Among the records below, find each line bearing the word "black" and copy it.

(Stored items)
Content starts
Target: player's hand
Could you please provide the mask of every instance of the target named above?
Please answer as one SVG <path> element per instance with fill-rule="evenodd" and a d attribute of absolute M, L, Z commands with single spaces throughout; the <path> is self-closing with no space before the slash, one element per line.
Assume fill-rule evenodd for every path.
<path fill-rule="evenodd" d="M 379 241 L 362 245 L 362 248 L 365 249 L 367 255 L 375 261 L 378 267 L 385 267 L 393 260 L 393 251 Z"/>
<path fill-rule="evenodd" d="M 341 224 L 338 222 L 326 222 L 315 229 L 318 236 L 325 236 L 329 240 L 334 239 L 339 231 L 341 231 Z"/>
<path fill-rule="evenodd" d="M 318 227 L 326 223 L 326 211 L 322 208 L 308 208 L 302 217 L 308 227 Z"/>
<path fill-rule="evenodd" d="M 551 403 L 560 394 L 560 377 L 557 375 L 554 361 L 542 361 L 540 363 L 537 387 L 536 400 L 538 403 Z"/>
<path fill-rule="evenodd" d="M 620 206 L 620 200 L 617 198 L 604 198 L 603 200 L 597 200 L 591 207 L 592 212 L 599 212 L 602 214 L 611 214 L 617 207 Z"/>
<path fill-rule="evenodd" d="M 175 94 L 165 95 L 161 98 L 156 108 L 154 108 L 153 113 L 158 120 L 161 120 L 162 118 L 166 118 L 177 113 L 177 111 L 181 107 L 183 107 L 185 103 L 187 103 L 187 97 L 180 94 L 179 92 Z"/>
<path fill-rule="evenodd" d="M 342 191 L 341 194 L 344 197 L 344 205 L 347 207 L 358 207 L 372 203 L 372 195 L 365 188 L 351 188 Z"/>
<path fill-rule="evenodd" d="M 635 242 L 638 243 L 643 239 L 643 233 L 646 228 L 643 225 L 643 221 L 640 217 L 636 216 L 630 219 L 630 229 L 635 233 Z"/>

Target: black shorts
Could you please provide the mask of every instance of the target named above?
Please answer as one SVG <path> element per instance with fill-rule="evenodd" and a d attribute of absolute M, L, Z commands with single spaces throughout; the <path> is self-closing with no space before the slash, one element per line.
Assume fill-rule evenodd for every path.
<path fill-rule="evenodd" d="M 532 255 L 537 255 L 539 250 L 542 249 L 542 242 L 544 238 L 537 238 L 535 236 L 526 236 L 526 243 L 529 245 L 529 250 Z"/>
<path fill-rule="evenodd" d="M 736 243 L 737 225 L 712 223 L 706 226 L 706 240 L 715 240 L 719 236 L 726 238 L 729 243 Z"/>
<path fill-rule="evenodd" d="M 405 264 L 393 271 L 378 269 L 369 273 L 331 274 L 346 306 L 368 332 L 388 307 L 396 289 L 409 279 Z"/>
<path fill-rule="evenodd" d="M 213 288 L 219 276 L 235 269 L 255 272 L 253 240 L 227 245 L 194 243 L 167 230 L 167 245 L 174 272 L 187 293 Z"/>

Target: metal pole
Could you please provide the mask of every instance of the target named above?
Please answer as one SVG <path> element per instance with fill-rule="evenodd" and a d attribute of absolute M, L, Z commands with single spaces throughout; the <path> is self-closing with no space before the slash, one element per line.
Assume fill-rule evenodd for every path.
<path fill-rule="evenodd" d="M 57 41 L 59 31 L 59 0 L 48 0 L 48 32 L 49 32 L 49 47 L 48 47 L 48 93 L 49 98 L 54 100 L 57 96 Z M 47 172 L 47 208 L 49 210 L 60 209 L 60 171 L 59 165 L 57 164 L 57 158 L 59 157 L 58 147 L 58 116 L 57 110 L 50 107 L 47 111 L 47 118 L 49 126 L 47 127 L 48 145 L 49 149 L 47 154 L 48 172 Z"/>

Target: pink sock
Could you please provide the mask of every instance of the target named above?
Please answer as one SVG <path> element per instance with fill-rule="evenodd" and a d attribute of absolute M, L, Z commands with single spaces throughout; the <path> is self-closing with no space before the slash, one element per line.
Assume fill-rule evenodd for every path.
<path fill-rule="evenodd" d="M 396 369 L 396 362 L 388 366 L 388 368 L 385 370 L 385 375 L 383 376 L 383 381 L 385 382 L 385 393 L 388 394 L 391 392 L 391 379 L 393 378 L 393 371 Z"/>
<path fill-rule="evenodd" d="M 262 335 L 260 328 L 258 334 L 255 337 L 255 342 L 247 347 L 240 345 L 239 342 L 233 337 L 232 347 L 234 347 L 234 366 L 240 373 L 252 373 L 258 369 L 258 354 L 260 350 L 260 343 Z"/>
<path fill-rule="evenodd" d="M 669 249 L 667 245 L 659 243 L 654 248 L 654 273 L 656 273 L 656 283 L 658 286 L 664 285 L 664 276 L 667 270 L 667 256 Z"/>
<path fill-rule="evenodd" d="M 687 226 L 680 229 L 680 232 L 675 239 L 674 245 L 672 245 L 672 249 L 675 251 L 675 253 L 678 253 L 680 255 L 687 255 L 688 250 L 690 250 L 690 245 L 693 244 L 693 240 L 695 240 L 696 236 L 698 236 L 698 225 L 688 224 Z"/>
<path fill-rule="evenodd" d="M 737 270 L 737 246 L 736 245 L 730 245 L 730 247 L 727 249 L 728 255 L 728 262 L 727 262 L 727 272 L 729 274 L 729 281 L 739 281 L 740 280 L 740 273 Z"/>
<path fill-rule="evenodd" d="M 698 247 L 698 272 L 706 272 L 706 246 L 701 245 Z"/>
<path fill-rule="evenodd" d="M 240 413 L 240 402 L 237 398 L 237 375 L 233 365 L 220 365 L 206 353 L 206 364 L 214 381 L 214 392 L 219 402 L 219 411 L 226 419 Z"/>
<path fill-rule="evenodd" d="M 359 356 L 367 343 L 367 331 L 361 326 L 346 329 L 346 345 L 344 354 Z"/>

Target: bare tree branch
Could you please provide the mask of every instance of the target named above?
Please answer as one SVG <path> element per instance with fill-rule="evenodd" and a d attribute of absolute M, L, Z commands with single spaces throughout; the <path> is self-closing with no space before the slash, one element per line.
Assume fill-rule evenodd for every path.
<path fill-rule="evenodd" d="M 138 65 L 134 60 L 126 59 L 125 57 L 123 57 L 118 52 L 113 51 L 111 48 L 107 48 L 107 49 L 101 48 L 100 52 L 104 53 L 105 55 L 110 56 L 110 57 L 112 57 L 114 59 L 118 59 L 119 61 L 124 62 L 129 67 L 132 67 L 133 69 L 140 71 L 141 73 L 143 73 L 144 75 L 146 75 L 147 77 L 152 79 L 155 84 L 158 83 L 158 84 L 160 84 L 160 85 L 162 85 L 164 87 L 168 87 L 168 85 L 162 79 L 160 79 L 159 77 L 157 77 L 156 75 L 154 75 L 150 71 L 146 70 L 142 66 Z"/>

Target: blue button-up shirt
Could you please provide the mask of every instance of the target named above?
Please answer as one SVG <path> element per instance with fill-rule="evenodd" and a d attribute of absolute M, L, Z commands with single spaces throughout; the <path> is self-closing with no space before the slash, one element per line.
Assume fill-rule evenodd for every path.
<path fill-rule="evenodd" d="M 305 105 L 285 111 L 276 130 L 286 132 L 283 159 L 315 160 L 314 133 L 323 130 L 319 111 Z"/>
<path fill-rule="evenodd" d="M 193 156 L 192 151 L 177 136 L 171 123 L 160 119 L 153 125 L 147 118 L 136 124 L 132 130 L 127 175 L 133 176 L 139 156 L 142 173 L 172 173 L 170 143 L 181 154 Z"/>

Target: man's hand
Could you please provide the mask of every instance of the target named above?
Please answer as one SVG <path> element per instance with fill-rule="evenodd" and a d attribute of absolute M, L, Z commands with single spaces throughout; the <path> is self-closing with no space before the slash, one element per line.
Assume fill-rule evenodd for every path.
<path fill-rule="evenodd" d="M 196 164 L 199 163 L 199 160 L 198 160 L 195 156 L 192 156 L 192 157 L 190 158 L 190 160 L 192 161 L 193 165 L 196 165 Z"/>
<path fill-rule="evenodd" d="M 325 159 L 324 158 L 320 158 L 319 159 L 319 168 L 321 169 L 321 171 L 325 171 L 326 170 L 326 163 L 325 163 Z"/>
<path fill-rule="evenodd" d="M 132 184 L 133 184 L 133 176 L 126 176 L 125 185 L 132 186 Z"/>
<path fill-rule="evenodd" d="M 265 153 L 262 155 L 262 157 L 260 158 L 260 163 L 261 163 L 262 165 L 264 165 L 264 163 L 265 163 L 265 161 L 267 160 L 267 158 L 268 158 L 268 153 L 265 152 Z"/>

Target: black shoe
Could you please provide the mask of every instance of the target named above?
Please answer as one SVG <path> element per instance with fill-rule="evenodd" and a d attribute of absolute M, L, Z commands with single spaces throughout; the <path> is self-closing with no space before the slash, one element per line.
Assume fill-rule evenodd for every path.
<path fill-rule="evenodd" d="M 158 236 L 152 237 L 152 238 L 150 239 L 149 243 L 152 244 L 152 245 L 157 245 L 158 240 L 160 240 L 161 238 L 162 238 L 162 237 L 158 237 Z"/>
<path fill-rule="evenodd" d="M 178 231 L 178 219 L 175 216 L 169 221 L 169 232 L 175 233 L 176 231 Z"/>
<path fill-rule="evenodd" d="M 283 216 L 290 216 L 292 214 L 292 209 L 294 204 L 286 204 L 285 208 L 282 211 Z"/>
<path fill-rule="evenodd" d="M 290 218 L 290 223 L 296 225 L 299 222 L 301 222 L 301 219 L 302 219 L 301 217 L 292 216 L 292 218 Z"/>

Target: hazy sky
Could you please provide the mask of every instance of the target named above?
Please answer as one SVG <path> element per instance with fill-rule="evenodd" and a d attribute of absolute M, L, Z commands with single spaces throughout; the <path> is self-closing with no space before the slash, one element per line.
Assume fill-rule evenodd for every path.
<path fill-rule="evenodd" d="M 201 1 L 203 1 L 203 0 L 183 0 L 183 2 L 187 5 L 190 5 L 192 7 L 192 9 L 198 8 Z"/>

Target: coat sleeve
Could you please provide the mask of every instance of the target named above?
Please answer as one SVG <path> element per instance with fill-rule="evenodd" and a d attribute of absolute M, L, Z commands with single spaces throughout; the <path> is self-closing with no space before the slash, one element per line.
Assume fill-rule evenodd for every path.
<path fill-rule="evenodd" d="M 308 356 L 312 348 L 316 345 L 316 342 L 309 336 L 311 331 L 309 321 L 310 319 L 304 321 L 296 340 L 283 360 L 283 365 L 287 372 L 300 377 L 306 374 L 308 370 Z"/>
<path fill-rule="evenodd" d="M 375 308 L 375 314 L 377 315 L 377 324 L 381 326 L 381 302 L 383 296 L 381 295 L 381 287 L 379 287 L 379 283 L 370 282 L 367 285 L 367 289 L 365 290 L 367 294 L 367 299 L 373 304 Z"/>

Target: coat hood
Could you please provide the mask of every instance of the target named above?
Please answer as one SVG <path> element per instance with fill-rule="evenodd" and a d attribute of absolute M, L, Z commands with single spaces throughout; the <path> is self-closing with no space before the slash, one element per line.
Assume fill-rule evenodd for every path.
Content ends
Exercise answer ::
Target: black shorts
Target: black shoe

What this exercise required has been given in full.